• Stored data entries
---------------
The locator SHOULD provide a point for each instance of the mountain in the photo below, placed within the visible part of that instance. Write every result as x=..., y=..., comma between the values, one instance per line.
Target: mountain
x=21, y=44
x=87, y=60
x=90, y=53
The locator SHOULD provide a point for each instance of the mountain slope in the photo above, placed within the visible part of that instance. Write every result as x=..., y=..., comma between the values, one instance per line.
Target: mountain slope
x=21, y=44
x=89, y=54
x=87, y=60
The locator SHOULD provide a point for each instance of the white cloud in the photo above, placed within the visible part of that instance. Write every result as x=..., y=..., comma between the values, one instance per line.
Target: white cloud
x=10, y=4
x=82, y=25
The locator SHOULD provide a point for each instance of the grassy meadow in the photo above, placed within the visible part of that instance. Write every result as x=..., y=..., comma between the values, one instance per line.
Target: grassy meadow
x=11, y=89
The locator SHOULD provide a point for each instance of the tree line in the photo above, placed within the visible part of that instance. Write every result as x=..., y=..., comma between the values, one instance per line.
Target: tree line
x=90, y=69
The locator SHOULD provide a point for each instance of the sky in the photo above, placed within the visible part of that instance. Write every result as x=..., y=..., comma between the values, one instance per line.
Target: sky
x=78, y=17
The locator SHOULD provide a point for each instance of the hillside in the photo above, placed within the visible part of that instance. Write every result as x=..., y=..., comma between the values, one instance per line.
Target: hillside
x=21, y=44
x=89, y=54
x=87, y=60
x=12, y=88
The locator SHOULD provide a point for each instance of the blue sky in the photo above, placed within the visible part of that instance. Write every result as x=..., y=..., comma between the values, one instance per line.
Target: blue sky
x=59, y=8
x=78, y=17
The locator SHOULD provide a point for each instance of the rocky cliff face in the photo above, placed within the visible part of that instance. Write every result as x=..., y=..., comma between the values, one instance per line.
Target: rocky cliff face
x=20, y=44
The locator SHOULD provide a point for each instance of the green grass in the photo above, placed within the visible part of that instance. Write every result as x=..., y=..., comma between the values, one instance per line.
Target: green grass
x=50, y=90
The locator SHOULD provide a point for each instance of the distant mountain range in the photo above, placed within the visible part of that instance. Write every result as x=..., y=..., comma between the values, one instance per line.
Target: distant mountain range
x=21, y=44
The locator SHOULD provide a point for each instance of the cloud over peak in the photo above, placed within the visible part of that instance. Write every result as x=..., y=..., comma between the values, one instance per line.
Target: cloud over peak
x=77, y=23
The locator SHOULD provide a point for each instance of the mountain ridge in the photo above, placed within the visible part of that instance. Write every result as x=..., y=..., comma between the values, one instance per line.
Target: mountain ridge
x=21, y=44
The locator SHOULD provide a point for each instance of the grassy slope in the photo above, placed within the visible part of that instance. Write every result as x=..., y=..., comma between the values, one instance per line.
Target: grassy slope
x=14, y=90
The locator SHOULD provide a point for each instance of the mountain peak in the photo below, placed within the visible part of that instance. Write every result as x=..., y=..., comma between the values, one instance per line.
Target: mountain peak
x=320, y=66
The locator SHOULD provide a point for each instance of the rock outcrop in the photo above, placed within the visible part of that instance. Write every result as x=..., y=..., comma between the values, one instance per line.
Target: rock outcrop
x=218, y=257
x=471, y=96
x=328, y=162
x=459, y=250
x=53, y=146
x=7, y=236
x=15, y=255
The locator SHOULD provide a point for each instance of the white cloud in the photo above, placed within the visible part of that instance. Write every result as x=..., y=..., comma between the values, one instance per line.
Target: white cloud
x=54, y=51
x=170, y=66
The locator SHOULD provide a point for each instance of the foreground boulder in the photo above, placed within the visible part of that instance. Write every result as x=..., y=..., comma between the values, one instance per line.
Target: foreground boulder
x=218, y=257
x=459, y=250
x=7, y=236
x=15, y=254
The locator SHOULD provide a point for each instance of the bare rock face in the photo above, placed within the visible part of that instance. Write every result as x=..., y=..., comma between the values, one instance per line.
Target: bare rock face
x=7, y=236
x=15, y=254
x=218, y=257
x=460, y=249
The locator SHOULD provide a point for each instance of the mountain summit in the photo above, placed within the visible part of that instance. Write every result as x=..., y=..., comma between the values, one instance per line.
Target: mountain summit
---------------
• TASK PROMPT
Word for word, print every line above.

• RESULT OF THE TASK
The locator SHOULD provide a point for each instance of the mountain in the photo below, placed within the visible part of that instance. Write every result as x=..., y=..., comma between the values, one instance per line.
Target: mountain
x=21, y=44
x=87, y=60
x=90, y=53
The locator SHOULD provide a point for each instance of the mountain slope in the photo above, placed within the visible part of that instance. Write every result as x=..., y=..., comma between the values, one instance per line.
Target: mountain slope
x=21, y=44
x=89, y=54
x=87, y=60
The locator SHOULD provide a point for each instance of the white cloud in the photo above, placed within the visible part of that instance. Write every result as x=..., y=..., comma between the values, one instance per line.
Target: white cloud
x=10, y=4
x=82, y=25
The locator SHOULD provide a point for each instance of the grassy meadow in the photo above, placed within the visible part of that instance. Write every result as x=..., y=..., comma between the values, one instance per line.
Target: grassy meadow
x=11, y=89
The locator SHOULD provide a point for each instance of the tree line in the photo above, placed within the visible part of that instance. Write every result as x=..., y=..., comma between the values, one instance per line.
Target: tree line
x=90, y=69
The locator SHOULD provide a point for each instance of the sky in the photo above, placed within the visible part of that instance. Write every result as x=..., y=..., comma between the values, one instance per line.
Target: sky
x=78, y=17
The locator SHOULD provide a point for each instance of the hillside in the photo above, placed within the visible part of that instance. Write every result as x=..., y=..., comma between the values, one instance per line.
Target: hillside
x=21, y=44
x=89, y=54
x=87, y=60
x=12, y=88
The locator SHOULD provide a point for each instance of the blue sky in the photo above, placed within the visible part of that instance. Write every result as x=..., y=..., comma between the values, one instance per line.
Target: blue sky
x=59, y=8
x=78, y=17
The locator SHOULD provide a point for each instance of the rocky cliff face in the photo above, placed within the visible part of that instance. Write every result as x=..., y=..., comma between the values, one instance per line.
Target: rocky cliff face
x=20, y=44
The locator SHOULD provide a point for each instance of the green grass in the photo above, placed within the visible part of that instance. Write every result as x=..., y=..., comma between the values, one instance per line.
Target: green grass
x=50, y=90
The locator SHOULD provide a point for each instance of the distant mountain range in the photo above, placed within the visible part of that instance. Write every result as x=..., y=..., comma between the values, one instance per line.
Target: distant mountain range
x=21, y=44
The locator SHOULD provide a point for each instance of the cloud over peak in the photo above, placed within the visible part of that instance. Write every result as x=..., y=..., comma between the values, one instance per line.
Target: cloud over peak
x=77, y=23
The locator SHOULD provide a point for each instance of the mountain ridge in the photo above, placed within the visible part of that instance. Write every result as x=..., y=..., comma between the values, one instance per line.
Target: mountain ridge
x=21, y=44
The locator SHOULD provide a point for each instance of the grassy slope in the photo above, placed within the visible part of that instance. Write every result as x=..., y=..., comma between the values, one instance per line.
Target: grassy slope
x=14, y=90
The locator SHOULD provide a point for each instance of the mountain peak in the photo below, placed within the visible part of that instance. Write every result as x=..., y=..., comma between the values, one instance per line.
Target: mountain peak
x=320, y=66
The locator SHOULD provide a point for each instance of the rock outcrop in the photo above, placed within the visible part of that instance. Write every result as x=..., y=..., comma between the values, one instance per line.
Target: rock outcrop
x=218, y=257
x=471, y=96
x=328, y=162
x=459, y=250
x=53, y=146
x=7, y=236
x=15, y=255
The locator SHOULD provide a point for each instance of the white cloud in the photo above, placed within the visible part of that instance. Write every result as x=..., y=..., comma between the values, one instance per line.
Target: white cloud
x=54, y=51
x=170, y=66
The locator SHOULD provide a point for each instance of the foreground boulder in the photo above, placed within the visible part of that instance. Write every result as x=..., y=..., comma between the values, one instance per line.
Target: foreground boulder
x=218, y=257
x=459, y=250
x=7, y=236
x=15, y=254
The locator SHOULD provide a point for each instance of the bare rock face in the photo above, placed within the visible part of that instance. Write every result as x=..., y=..., comma between the values, one instance per line.
Target: bare rock face
x=7, y=236
x=15, y=254
x=218, y=257
x=460, y=249
The locator SHOULD provide a point for each instance of the mountain summit in the photo above, placed within the visible part of that instance. Write every result as x=..., y=..., comma between the values, one instance per line.
Target: mountain summit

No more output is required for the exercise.